Collected data
○ ○ ○ ○ ○

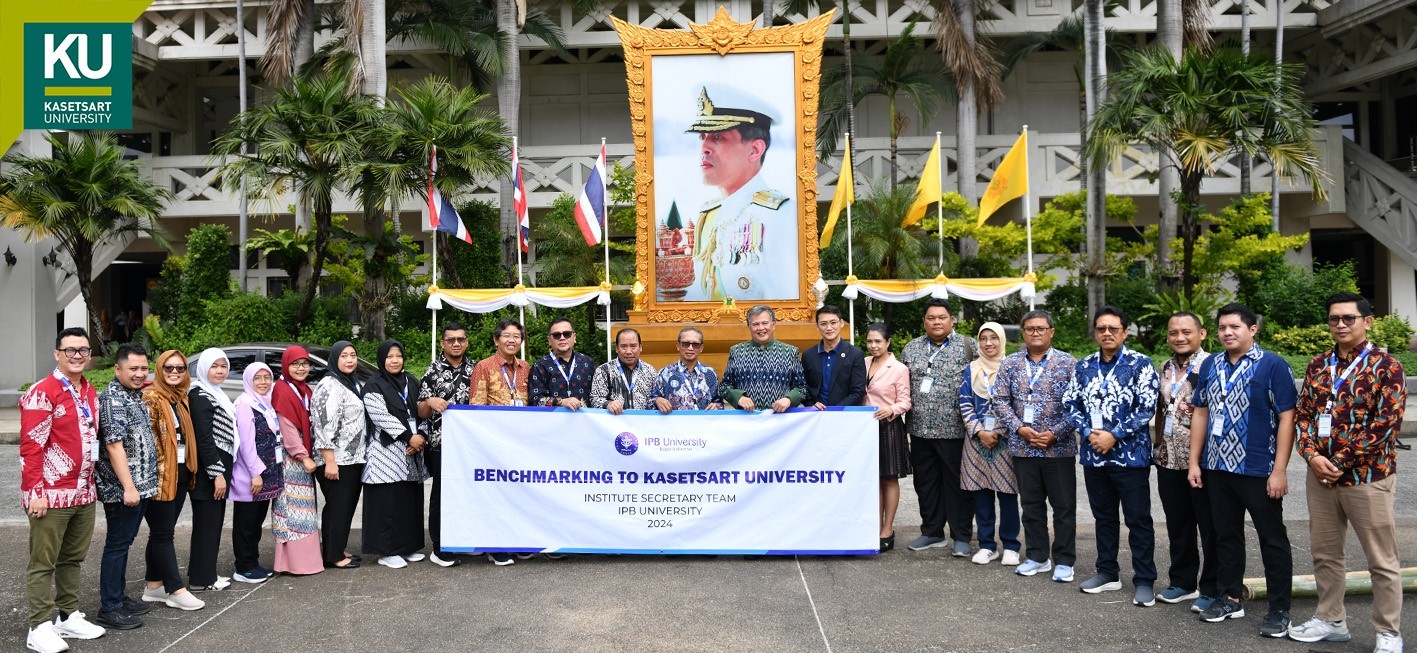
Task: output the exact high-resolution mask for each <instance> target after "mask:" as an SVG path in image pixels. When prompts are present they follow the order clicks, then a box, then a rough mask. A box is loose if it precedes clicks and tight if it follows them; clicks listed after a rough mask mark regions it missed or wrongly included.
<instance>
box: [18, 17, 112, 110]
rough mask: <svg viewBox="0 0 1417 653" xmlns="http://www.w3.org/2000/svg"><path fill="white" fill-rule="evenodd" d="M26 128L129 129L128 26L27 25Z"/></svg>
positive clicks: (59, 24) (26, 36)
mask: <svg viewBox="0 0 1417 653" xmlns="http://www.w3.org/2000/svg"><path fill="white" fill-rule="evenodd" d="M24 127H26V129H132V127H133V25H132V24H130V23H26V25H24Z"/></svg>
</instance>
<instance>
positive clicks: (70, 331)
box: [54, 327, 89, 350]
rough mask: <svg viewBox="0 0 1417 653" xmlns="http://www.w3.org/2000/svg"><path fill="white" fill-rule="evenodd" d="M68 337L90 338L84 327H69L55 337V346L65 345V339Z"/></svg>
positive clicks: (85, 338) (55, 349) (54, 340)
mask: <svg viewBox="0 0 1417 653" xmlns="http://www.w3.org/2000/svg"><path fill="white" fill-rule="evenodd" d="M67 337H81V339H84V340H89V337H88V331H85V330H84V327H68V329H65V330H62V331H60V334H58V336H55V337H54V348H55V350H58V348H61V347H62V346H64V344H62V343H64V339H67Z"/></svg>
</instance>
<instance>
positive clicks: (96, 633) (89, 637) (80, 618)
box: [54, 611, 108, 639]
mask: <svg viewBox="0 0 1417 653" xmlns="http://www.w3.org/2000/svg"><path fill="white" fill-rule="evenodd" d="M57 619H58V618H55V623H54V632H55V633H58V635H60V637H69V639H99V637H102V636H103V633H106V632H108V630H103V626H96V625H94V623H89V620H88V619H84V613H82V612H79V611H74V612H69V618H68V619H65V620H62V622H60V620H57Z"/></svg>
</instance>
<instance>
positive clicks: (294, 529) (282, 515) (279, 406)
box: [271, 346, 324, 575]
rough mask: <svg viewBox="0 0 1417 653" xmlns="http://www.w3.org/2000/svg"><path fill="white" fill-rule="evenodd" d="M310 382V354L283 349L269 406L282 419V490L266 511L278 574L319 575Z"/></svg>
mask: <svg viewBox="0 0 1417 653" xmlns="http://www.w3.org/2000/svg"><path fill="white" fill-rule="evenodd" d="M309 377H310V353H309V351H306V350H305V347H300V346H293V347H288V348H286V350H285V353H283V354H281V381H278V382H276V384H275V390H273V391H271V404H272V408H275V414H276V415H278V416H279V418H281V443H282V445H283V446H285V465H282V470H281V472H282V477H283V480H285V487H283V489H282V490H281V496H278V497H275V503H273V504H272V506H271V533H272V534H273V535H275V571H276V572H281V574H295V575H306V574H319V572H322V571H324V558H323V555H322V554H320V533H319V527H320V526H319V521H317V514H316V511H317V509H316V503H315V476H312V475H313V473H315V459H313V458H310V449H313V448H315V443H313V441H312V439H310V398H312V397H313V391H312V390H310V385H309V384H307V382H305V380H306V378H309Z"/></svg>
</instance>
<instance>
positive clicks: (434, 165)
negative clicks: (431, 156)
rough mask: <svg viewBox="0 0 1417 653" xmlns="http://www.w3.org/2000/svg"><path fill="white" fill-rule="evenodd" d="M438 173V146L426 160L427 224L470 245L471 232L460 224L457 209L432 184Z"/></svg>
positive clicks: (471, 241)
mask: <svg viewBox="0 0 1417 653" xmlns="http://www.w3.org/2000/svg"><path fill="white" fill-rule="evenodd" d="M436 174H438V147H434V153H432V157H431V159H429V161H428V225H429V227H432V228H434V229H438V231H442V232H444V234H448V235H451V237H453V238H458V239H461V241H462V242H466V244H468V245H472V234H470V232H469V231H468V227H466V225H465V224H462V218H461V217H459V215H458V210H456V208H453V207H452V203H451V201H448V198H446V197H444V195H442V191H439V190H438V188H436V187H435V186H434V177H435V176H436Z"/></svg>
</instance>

○ ○ ○ ○ ○

» Assigned task
Print every entry exactly as written, without the pictures.

» Completed exercise
Task: output the exact high-resolution mask for each <instance> target after "mask:" as an SVG path in image pixels. When prompts are present they follow the order clicks, then a box, then a rough mask. A box is loose if it precedes clicks and tight if it follows them; clicks listed after a rough mask mark regions it missed or wrongly included.
<instance>
box: [18, 17, 112, 110]
rough mask: <svg viewBox="0 0 1417 653" xmlns="http://www.w3.org/2000/svg"><path fill="white" fill-rule="evenodd" d="M26 128L129 129L128 26L27 25Z"/></svg>
positive clicks: (59, 24) (26, 36)
mask: <svg viewBox="0 0 1417 653" xmlns="http://www.w3.org/2000/svg"><path fill="white" fill-rule="evenodd" d="M24 127H26V129H132V127H133V25H132V24H130V23H26V25H24Z"/></svg>
</instance>
<instance>
positive clicks: (70, 331)
box: [54, 327, 89, 350]
rough mask: <svg viewBox="0 0 1417 653" xmlns="http://www.w3.org/2000/svg"><path fill="white" fill-rule="evenodd" d="M68 337L90 338L84 327H69L55 337V346L65 345V339Z"/></svg>
positive clicks: (85, 338) (55, 349) (54, 340)
mask: <svg viewBox="0 0 1417 653" xmlns="http://www.w3.org/2000/svg"><path fill="white" fill-rule="evenodd" d="M67 337H81V339H84V340H89V337H88V331H85V330H84V327H68V329H65V330H62V331H60V334H58V336H55V337H54V348H55V350H58V348H61V347H62V346H64V344H62V343H64V339H67Z"/></svg>
</instance>
<instance>
positive clicks: (96, 633) (89, 637) (80, 618)
box: [54, 611, 108, 639]
mask: <svg viewBox="0 0 1417 653" xmlns="http://www.w3.org/2000/svg"><path fill="white" fill-rule="evenodd" d="M57 619H58V618H55V623H54V632H55V633H58V635H60V637H69V639H99V637H102V636H103V633H106V632H108V630H103V626H96V625H94V623H89V620H88V619H84V613H82V612H79V611H74V612H69V618H68V619H65V620H62V622H60V620H57Z"/></svg>
</instance>
<instance>
positive clicks: (294, 529) (282, 515) (279, 406)
box: [271, 346, 324, 575]
rough mask: <svg viewBox="0 0 1417 653" xmlns="http://www.w3.org/2000/svg"><path fill="white" fill-rule="evenodd" d="M310 382V354L283 349L269 406L282 419V490L266 511L278 574L319 575Z"/></svg>
mask: <svg viewBox="0 0 1417 653" xmlns="http://www.w3.org/2000/svg"><path fill="white" fill-rule="evenodd" d="M309 377H310V353H309V351H306V350H305V347H300V346H293V347H288V348H286V350H285V353H283V354H281V381H278V382H276V384H275V390H273V391H271V404H272V408H275V414H276V415H278V416H279V418H281V443H282V445H283V446H285V465H282V470H281V472H282V477H283V480H285V487H283V489H282V490H281V496H278V497H275V503H273V504H272V506H271V533H272V534H273V535H275V571H276V572H281V574H295V575H306V574H319V572H322V571H324V558H323V555H322V554H320V533H319V527H320V526H319V521H317V514H316V511H317V509H316V503H315V476H312V475H313V473H315V459H313V458H310V449H313V448H315V443H313V441H312V439H310V398H312V397H313V391H312V390H310V385H309V384H307V382H305V380H306V378H309Z"/></svg>
</instance>
<instance>
positive clicks: (434, 165)
negative clicks: (431, 156)
rough mask: <svg viewBox="0 0 1417 653" xmlns="http://www.w3.org/2000/svg"><path fill="white" fill-rule="evenodd" d="M438 173V146L426 160L427 224L470 245L471 232L460 224L457 209L432 184Z"/></svg>
positive clicks: (471, 241)
mask: <svg viewBox="0 0 1417 653" xmlns="http://www.w3.org/2000/svg"><path fill="white" fill-rule="evenodd" d="M436 174H438V147H434V153H432V157H431V159H429V161H428V225H429V227H432V228H434V229H438V231H442V232H444V234H448V235H451V237H453V238H458V239H461V241H462V242H466V244H468V245H472V234H470V232H469V231H468V227H466V225H465V224H462V218H461V217H459V215H458V210H456V208H453V207H452V203H451V201H448V198H446V197H444V195H442V191H439V190H438V188H436V187H435V186H434V177H435V176H436Z"/></svg>
</instance>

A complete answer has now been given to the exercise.